**REQUIRED WORK**
Please copy each of the rows below word for word, leaving out the pictures.

[start of DATA]

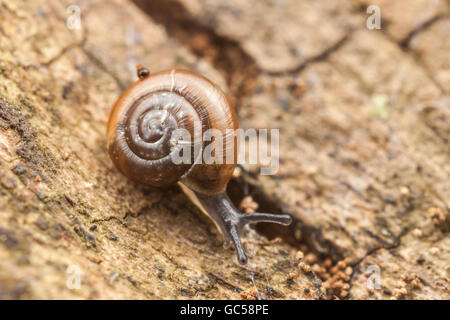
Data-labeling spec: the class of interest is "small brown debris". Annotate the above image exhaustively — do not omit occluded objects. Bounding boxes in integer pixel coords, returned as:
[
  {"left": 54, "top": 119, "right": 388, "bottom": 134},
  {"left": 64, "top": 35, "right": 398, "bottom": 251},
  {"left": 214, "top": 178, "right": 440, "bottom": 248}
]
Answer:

[end of DATA]

**COMPLETE OUTPUT**
Data-labeling spec: the class of interest is "small brown debris". Annotate the above image exhaustively — do not omit occluded objects. Bounding boxes in integer pixel coords, returned as:
[
  {"left": 54, "top": 119, "right": 388, "bottom": 134},
  {"left": 64, "top": 35, "right": 398, "bottom": 251},
  {"left": 214, "top": 178, "right": 440, "bottom": 248}
]
Answer:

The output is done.